Dati forniti »

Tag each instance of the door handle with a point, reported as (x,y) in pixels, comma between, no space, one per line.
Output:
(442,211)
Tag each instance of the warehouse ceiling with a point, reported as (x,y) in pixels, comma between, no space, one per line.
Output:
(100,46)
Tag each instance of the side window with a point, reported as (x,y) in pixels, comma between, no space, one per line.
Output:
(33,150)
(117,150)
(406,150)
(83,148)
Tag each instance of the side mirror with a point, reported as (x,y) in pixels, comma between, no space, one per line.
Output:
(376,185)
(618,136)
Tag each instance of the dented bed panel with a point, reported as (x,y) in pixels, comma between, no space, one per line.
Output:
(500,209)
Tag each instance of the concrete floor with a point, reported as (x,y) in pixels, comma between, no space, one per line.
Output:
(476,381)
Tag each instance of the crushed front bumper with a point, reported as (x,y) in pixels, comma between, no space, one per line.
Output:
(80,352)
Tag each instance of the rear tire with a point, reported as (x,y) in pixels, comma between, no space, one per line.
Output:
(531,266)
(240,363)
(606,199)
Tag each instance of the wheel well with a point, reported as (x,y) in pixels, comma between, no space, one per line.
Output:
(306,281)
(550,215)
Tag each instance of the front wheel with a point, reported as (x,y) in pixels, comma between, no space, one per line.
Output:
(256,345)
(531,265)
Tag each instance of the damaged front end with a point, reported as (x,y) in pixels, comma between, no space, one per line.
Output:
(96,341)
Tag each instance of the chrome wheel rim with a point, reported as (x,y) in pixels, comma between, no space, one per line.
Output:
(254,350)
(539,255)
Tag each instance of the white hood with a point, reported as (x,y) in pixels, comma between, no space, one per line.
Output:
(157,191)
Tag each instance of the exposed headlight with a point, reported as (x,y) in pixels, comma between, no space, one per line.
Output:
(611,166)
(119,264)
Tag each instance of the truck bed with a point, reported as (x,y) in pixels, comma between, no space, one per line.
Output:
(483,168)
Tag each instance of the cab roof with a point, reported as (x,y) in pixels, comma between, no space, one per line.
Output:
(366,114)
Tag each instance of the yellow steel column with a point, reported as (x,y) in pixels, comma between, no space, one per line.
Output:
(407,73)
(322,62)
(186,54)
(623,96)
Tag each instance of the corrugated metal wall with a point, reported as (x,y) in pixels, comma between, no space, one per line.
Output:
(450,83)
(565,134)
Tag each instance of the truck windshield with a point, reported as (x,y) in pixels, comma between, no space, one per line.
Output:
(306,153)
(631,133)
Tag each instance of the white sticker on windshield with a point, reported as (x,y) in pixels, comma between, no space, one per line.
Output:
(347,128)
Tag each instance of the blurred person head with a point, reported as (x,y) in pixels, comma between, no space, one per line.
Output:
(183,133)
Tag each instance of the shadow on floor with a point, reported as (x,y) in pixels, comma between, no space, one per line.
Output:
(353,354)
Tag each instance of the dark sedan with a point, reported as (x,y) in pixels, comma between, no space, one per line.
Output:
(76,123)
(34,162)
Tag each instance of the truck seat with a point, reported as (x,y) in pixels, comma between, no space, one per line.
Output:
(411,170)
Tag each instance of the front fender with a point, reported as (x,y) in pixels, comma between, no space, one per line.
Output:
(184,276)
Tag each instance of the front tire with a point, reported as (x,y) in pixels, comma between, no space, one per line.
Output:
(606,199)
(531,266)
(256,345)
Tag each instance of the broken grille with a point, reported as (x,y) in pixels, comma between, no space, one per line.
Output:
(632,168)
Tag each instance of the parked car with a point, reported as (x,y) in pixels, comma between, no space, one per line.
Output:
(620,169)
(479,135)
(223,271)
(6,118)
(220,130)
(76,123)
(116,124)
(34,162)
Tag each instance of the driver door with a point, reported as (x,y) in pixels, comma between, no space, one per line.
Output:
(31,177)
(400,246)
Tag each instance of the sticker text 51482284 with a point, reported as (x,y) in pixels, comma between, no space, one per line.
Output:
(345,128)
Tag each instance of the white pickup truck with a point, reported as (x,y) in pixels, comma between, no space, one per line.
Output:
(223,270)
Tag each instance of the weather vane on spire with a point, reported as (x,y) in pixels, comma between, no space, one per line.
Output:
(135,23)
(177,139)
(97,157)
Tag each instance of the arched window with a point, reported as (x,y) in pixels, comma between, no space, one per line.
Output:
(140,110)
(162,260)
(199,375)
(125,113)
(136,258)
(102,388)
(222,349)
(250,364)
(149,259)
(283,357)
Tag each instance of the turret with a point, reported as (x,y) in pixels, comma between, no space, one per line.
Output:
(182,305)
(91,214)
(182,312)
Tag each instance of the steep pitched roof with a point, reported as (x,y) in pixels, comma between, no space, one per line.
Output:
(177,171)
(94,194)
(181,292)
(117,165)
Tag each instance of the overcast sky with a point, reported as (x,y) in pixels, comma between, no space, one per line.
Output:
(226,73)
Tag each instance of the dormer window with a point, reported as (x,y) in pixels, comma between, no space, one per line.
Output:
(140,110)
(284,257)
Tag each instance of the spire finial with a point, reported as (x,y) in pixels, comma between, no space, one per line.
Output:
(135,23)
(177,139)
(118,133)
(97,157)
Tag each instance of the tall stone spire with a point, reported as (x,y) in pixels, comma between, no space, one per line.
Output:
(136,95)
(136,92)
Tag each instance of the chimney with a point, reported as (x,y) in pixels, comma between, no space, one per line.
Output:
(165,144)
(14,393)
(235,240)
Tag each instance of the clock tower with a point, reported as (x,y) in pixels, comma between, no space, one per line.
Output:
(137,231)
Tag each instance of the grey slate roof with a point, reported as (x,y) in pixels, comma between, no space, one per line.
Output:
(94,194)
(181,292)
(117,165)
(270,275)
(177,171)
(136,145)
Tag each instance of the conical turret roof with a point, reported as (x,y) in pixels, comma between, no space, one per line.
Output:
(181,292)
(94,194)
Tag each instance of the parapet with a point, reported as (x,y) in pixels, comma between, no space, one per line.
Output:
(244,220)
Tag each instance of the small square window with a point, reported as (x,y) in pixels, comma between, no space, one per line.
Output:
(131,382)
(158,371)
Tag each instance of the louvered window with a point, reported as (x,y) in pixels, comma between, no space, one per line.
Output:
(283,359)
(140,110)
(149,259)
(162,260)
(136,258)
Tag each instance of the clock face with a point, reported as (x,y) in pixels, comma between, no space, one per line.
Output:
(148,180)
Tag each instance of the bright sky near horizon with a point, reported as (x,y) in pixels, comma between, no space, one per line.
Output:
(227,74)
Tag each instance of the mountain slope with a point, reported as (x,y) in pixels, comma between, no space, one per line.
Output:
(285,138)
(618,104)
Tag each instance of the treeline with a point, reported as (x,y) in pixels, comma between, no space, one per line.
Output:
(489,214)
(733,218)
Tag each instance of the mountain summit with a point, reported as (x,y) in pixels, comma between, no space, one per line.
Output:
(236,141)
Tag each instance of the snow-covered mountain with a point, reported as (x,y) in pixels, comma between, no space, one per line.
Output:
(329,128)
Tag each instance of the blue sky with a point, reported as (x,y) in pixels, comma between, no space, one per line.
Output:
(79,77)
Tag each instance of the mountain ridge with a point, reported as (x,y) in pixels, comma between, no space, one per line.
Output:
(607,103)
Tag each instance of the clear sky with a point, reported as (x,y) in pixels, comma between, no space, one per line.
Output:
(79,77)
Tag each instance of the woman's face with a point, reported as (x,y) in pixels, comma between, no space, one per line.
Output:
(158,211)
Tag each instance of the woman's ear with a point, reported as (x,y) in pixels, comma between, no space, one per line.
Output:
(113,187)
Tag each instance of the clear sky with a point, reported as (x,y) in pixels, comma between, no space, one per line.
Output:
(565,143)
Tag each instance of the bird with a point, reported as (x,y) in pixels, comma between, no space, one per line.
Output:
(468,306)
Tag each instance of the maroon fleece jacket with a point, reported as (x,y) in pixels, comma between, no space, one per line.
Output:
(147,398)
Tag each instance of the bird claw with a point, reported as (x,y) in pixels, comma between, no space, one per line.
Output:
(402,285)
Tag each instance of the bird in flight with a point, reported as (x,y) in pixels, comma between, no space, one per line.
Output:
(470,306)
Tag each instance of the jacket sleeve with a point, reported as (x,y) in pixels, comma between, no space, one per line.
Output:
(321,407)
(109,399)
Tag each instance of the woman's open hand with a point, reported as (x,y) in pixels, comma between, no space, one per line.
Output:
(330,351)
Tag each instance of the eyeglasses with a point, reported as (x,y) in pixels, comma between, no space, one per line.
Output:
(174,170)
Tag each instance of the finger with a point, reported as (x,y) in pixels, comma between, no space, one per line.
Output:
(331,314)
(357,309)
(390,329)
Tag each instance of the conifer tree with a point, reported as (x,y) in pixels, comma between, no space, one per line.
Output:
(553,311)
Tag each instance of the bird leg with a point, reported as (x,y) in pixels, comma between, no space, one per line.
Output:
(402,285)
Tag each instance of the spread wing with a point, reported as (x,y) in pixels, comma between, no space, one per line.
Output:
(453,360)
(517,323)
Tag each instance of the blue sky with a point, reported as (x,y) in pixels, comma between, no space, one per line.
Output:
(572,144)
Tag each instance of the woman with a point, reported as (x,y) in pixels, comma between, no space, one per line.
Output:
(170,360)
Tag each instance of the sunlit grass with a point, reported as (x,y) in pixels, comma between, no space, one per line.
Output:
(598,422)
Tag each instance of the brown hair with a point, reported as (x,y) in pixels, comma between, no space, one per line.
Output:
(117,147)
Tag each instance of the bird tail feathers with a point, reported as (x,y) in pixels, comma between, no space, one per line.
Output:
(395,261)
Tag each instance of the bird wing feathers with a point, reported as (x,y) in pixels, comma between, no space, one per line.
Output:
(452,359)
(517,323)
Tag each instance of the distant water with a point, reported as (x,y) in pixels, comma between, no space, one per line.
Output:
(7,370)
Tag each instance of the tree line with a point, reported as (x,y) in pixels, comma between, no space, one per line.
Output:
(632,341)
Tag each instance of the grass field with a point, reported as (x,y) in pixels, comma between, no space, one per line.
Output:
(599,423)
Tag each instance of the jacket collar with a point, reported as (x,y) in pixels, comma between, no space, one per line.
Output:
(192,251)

Compito da svolgere » Ricopia la parte dei dati che si apre con la riga contenente "Tag each instance of the distant" e si chiude con la fine dei dati, estremi compresi, lasciando invariata ogni riga di testo. Moltiplica per 0,45 ogni coordinata numerica delle risposte e arrotonda all'intero, con le metà per eccesso.

Risultato del compito »
Tag each instance of the distant water with a point, reported as (x,y) in pixels, comma between, no space, one per line.
Output:
(3,167)
Tag each instance of the tree line with a point, reported as (x,y) in pixels, comma between, no space, one per line.
Output:
(284,153)
Tag each instance of the grass field with a point, reported as (x,y) in pixels, comma between, no space, one per line.
Output:
(270,190)
Tag each instance of the jacket collar with a point, reported as (x,y) in pixels, comma between, no space, one per line.
Output:
(86,113)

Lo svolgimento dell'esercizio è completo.